Task to complete: Quote the entire passage on few-shot prompting below, word for word.

* Start Text extract *

A few-shot prompt normally includes n examples of (problem, solution) pairs known as "shots", with the overall usage of such a prompt being known as n-shot prompting. For instance, the following is a one-shot prompt for review sentiment classification: Review: This movie sucks. Sentiment: negative. Review: I love this movie. Sentiment: If the model outputs "positive", then it has correctly solved the task.

The term zero-shot prompting is often used to signify that no examples are provided. An example of a zero-shot prompt for a question-answering task would be "Who wrote the book On the Origin of Species?".

Few-shot learning was initially proposed as an alternative to fine-tuning a pre-trained language model on a task-specific dataset. The main advantages of few-shot learning over fine-tuning are a reduction in the amount of task-specific data needed and a reduced potential of overfitting by learning an overly narrow distribution from a large but narrow fine-tuning dataset. Few-shot performance of large language models has been shown to achieve competitive results on NLP tasks, sometimes surpassing prior state-of-the-art fine-tuning approaches. Examples of such NLP tasks are translation, question answering, cloze tasks, unscrambling words, and using a novel word in a sentence. The creation and optimization of such few-shot prompts is part of the now active field of study of prompt engineering.

* End Text extract *
* Start Items *

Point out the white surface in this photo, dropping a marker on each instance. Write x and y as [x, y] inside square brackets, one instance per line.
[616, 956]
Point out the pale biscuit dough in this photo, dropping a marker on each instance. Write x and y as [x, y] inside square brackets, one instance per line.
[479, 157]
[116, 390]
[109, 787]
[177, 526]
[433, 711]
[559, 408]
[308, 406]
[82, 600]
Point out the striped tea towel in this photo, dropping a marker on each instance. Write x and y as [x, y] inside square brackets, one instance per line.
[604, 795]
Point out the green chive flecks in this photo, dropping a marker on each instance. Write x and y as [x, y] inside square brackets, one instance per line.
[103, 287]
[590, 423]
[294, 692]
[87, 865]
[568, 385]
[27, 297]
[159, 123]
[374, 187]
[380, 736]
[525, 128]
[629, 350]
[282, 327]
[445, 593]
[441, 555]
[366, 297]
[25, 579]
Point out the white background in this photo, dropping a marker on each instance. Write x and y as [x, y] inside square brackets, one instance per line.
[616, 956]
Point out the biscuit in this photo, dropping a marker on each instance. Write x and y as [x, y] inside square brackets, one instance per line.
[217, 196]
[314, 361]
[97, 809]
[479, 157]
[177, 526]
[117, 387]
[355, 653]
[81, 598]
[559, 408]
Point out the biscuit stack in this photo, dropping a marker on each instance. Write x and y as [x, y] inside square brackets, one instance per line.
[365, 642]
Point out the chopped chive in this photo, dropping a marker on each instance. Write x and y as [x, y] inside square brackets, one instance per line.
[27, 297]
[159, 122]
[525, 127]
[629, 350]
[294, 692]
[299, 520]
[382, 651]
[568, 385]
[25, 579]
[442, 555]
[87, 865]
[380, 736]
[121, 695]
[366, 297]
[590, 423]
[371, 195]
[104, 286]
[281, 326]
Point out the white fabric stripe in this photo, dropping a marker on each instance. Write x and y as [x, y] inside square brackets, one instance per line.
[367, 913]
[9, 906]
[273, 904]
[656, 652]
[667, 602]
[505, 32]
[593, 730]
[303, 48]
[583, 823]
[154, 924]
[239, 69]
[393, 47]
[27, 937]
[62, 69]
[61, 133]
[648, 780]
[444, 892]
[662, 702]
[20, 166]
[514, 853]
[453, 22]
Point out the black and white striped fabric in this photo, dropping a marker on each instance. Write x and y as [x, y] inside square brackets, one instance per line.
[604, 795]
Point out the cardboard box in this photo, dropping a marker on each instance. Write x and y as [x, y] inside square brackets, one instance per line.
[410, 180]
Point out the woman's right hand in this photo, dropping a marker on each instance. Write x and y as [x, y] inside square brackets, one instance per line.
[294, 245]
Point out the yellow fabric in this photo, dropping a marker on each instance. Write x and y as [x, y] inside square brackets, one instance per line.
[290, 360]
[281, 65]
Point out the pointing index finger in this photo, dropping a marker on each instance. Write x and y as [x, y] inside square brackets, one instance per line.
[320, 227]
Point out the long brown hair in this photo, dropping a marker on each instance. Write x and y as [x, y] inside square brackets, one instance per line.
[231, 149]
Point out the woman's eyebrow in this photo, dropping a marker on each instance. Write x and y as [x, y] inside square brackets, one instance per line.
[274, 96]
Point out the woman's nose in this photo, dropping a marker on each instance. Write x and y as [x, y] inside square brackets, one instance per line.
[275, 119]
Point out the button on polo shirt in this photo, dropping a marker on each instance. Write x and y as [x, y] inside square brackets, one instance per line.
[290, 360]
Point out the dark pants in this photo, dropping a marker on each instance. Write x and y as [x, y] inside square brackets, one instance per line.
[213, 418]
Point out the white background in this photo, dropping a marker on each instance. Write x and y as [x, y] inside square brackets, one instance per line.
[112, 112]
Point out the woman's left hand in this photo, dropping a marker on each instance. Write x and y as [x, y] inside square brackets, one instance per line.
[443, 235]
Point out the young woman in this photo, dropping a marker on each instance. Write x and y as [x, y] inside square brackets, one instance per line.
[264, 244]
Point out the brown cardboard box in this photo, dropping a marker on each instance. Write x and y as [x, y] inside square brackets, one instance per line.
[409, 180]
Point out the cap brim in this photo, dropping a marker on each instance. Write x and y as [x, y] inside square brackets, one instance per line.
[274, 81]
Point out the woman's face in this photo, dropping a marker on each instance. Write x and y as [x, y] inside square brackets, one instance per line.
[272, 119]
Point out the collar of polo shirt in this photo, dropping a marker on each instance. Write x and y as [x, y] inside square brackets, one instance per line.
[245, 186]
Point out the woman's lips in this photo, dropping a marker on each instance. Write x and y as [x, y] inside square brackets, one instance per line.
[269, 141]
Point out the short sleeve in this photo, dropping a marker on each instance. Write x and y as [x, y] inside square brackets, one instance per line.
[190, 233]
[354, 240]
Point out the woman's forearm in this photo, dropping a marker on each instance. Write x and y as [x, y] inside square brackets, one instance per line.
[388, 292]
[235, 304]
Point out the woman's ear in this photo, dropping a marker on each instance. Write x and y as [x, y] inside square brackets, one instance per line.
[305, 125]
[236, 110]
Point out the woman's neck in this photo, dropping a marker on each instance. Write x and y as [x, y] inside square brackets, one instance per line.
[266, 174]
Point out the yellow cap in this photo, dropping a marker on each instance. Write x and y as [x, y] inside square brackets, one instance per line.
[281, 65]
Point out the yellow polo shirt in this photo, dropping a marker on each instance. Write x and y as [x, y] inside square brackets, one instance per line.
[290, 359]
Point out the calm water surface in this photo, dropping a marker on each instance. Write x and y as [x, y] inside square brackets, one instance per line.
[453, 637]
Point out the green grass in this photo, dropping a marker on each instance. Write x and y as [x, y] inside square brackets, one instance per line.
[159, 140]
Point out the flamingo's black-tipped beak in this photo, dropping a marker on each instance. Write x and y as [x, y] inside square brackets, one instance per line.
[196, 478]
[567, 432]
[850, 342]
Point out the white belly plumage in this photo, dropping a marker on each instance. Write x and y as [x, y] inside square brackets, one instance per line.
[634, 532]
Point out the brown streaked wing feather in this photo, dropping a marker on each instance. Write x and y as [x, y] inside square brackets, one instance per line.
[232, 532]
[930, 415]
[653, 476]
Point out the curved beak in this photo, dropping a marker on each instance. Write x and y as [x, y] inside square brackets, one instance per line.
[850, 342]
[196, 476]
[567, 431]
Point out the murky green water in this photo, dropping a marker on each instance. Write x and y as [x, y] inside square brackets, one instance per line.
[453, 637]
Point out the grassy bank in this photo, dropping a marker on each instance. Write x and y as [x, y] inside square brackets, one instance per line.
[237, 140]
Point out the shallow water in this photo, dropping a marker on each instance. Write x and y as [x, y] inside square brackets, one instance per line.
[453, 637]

* End Items *

Result for this task:
A few-shot prompt normally includes n examples of (problem, solution) pairs known as "shots", with the overall usage of such a prompt being known as n-shot prompting. For instance, the following is a one-shot prompt for review sentiment classification: Review: This movie sucks. Sentiment: negative. Review: I love this movie. Sentiment: If the model outputs "positive", then it has correctly solved the task.

The term zero-shot prompting is often used to signify that no examples are provided. An example of a zero-shot prompt for a question-answering task would be "Who wrote the book On the Origin of Species?".

Few-shot learning was initially proposed as an alternative to fine-tuning a pre-trained language model on a task-specific dataset. The main advantages of few-shot learning over fine-tuning are a reduction in the amount of task-specific data needed and a reduced potential of overfitting by learning an overly narrow distribution from a large but narrow fine-tuning dataset. Few-shot performance of large language models has been shown to achieve competitive results on NLP tasks, sometimes surpassing prior state-of-the-art fine-tuning approaches. Examples of such NLP tasks are translation, question answering, cloze tasks, unscrambling words, and using a novel word in a sentence. The creation and optimization of such few-shot prompts is part of the now active field of study of prompt engineering.